SUPPLIED MATERIAL
---

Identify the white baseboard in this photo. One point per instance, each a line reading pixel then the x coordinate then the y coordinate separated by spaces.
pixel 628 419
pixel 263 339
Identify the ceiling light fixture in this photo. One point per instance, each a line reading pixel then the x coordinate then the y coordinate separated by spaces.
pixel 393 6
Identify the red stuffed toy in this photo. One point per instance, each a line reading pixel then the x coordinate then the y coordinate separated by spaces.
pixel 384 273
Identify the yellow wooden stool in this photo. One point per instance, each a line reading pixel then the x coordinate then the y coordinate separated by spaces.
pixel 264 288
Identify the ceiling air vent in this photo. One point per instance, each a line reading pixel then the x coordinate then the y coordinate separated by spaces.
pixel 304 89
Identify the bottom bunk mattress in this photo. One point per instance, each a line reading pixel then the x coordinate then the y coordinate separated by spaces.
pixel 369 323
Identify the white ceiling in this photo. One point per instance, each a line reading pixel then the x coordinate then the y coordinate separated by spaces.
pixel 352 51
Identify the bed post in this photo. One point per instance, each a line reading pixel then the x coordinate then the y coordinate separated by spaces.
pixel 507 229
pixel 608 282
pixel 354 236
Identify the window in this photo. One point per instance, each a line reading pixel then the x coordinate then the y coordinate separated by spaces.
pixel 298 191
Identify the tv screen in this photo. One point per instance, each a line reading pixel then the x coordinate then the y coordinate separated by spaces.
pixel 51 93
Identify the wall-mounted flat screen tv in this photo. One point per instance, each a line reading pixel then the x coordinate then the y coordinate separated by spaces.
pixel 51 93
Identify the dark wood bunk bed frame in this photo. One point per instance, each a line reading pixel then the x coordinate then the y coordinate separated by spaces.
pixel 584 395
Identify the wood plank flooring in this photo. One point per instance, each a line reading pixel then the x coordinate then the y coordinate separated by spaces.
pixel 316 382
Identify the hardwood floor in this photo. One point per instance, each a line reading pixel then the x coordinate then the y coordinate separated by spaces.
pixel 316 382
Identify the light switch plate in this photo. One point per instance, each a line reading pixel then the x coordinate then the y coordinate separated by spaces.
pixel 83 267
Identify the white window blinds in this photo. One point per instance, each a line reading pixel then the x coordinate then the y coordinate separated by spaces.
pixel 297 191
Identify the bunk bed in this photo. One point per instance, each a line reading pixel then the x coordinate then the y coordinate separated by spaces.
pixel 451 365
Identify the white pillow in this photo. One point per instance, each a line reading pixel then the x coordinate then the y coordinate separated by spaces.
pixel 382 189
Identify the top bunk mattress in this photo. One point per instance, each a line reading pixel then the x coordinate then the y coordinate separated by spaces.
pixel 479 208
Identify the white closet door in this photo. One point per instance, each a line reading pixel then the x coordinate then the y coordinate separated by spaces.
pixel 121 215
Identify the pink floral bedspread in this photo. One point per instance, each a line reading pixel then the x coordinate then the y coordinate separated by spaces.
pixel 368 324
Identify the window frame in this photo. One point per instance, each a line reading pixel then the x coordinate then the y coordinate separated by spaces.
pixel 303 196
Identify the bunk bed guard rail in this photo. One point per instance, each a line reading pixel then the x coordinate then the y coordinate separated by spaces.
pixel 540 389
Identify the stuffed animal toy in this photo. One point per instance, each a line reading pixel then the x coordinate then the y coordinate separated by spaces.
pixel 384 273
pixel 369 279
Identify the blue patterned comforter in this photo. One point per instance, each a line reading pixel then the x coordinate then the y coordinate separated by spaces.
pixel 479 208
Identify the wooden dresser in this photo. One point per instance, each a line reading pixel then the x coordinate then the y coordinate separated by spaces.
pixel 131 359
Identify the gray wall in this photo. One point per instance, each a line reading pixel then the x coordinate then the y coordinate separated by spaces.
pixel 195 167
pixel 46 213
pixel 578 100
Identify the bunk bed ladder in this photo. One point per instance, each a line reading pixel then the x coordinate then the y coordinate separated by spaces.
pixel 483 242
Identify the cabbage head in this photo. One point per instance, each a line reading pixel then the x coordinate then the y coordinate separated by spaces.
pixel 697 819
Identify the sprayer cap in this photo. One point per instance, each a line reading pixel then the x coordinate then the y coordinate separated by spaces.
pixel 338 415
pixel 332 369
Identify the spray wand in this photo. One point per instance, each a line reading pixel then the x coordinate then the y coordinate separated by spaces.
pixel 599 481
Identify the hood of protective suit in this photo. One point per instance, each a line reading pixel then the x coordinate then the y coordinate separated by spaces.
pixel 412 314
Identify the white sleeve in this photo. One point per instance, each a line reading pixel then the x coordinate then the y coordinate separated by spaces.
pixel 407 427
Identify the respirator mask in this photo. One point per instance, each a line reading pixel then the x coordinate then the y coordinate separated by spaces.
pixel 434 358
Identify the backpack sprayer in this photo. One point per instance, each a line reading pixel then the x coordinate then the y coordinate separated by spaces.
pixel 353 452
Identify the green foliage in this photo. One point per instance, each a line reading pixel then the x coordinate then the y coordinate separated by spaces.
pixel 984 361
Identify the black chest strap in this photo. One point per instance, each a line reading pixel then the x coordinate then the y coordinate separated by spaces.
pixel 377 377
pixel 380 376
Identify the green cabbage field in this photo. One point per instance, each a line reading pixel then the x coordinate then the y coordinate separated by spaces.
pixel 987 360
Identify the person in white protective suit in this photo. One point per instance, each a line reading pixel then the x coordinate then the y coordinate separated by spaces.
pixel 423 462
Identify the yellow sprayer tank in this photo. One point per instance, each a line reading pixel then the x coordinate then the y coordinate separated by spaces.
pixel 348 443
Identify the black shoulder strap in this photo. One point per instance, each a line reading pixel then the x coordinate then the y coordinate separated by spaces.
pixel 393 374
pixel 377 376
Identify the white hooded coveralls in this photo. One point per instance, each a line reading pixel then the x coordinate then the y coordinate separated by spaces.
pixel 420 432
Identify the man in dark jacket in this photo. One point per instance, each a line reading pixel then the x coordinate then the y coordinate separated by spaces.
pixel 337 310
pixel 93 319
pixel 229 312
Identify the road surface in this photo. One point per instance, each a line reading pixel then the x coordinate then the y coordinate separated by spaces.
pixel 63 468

---

TO BE DONE
Reproduce all of the material above verbatim, line by line, without any alteration.

ANSWER FOR THE TASK
Identify the white baseboard in this photo. One point per instance, each a line reading pixel then the x coordinate then the y coordinate separated by spaces.
pixel 628 419
pixel 263 339
Identify the ceiling light fixture in this photo. One point per instance, each a line reading pixel then the x coordinate then the y coordinate separated by spaces.
pixel 393 6
Identify the red stuffed toy in this photo. One point per instance, each a line reading pixel then the x coordinate then the y coordinate separated by spaces.
pixel 384 273
Identify the yellow wooden stool in this photo. One point per instance, each a line reading pixel then the x coordinate then the y coordinate separated by spaces.
pixel 264 288
Identify the ceiling air vent in this photo. One point per instance, each a line reading pixel then the x coordinate then the y coordinate separated by spaces.
pixel 304 89
Identify the bottom bunk mattress in this photo. One point per instance, each a line reading pixel then the x coordinate then the y coordinate separated by spaces.
pixel 369 323
Identify the white ceiling in this photo. One point per instance, each a line reading pixel then the x coordinate then the y coordinate separated by spaces.
pixel 352 51
Identify the bed post in this photo. One point per instance, each a line reading pixel then the x coordinate then the y coordinate separated by spaces.
pixel 507 229
pixel 608 282
pixel 354 236
Identify the window in this photo. One point per instance, each a line reading pixel then the x coordinate then the y coordinate separated by spaces.
pixel 298 191
Identify the tv screen in this photo. One point per instance, each a line reading pixel then the x coordinate then the y coordinate separated by spaces.
pixel 51 93
Identify the wall-mounted flat screen tv in this photo. One point per instance, each a line reading pixel then the x coordinate then the y coordinate separated by spaces.
pixel 51 93
Identify the dark wood bunk bed frame in this photo. One point per instance, each a line reading pixel then the x coordinate then the y coordinate separated by spaces.
pixel 584 395
Identify the wood plank flooring in this photo. One point per instance, each a line reading pixel then the x coordinate then the y coordinate separated by spaces.
pixel 316 382
Identify the hardwood floor in this photo. One point per instance, each a line reading pixel then the x coordinate then the y coordinate separated by spaces.
pixel 316 382
Identify the light switch plate in this photo. One point per instance, each a line reading pixel then the x coordinate then the y coordinate separated by spaces.
pixel 83 267
Identify the white window blinds in this photo. One point per instance, each a line reading pixel then the x coordinate then the y coordinate separated by spaces.
pixel 297 191
Identify the bunk bed in this photo. One point per instance, each a line reading pixel then the x coordinate then the y coordinate separated by spaces.
pixel 451 365
Identify the white pillow in this photo. One point per instance, each a line reading pixel then the x coordinate then the y coordinate separated by spaces.
pixel 382 189
Identify the top bunk mattress in this photo. One point per instance, each a line reading pixel then the x coordinate then the y coordinate separated by spaces.
pixel 479 208
Identify the white closet door in this photo. One point per instance, each a line reading pixel then the x coordinate then the y coordinate separated by spaces.
pixel 121 215
Identify the pink floral bedspread in this photo. One point per instance, each a line reading pixel then the x coordinate then the y coordinate separated by spaces.
pixel 368 324
Identify the window frame in this photo. One point per instance, each a line reading pixel then the x coordinate then the y coordinate separated by spaces.
pixel 303 196
Identify the bunk bed guard rail in this photo. One point per instance, each a line reading pixel then the x coordinate then the y coordinate separated by spaces.
pixel 540 389
Identify the stuffed animal toy in this photo. One point per instance, each a line reading pixel then the x coordinate then the y coordinate separated by spaces.
pixel 384 273
pixel 369 279
Identify the blue patterned comforter in this photo. One point per instance, each a line reading pixel then the x coordinate then the y coordinate separated by spaces.
pixel 479 208
Identify the wooden dresser in this photo. One point per instance, each a line reading pixel then the x coordinate then the y coordinate separated by spaces.
pixel 131 359
Identify the gray wall in this photo. One point per instance, each a line reading pixel then the x coordinate then the y coordinate separated by spaces.
pixel 195 167
pixel 46 213
pixel 578 100
Identify the bunk bed ladder in this photo. One point per instance, each a line reading pixel then the x coordinate then the y coordinate separated by spaces.
pixel 483 242
Identify the cabbage head in this photo. One point per instance, each a line reading pixel then the x coordinate then the y coordinate separated by spaces.
pixel 697 819
Identify the sprayer cap in this photo. One point per instance, each a line reading pixel then the x coordinate then the y coordinate separated by spaces.
pixel 338 415
pixel 332 369
Identify the spray wand in this photo. One point per instance, each a line reading pixel then the x coordinate then the y coordinate separated by spaces.
pixel 599 481
Identify the hood of protective suit in this photo. One point per instance, each a line reading pixel then the x coordinate then the y coordinate separated by spaces.
pixel 412 314
Identify the white sleeve in this photo. One point per instance, each a line reading pixel then the x coordinate then the y coordinate separated by spaces.
pixel 407 427
Identify the respirator mask in this photo. One point per instance, each a line reading pixel then the x coordinate then the y coordinate separated by spaces.
pixel 434 358
Identify the backpack sprayer in this photo. One point per instance, each a line reading pixel then the x coordinate then the y coordinate separated by spaces.
pixel 353 452
Identify the green foliage in this photo. One point per instance, each a line reading pixel then the x coordinate then the y coordinate separated by spaces.
pixel 984 361
Identify the black chest strap in this photo. One point per instance, each a line reading pixel then the x coordinate then the y coordinate separated by spaces.
pixel 377 377
pixel 380 376
Identify the green cabbage field in this photo. One point per instance, each a line reading pixel then the x coordinate then the y coordinate separated by spaces.
pixel 987 360
Identify the person in white protective suit in this photo. One point per instance, each a line reading pixel then the x coordinate then the y coordinate separated by spaces.
pixel 423 462
Identify the yellow sprayer tank in this photo. One point per instance, each a line reading pixel then the x coordinate then the y coordinate separated by spaces.
pixel 348 443
Identify the black shoulder strap in this photo. One point per instance, each a line reading pixel then the x coordinate then the y coordinate separated by spaces.
pixel 393 374
pixel 377 376
Identify the white hooded coveralls in this photo. One point per instance, each a line reading pixel then the x coordinate then the y coordinate separated by spaces.
pixel 420 432
Identify the man in dark jacket in this photo. One point per instance, each a line reading pixel then the x coordinate then the y coordinate separated by spaces.
pixel 337 310
pixel 93 319
pixel 229 312
Identify the road surface in this photo. One point per instance, each a line reading pixel then the x coordinate then the y coordinate separated by spaces.
pixel 63 468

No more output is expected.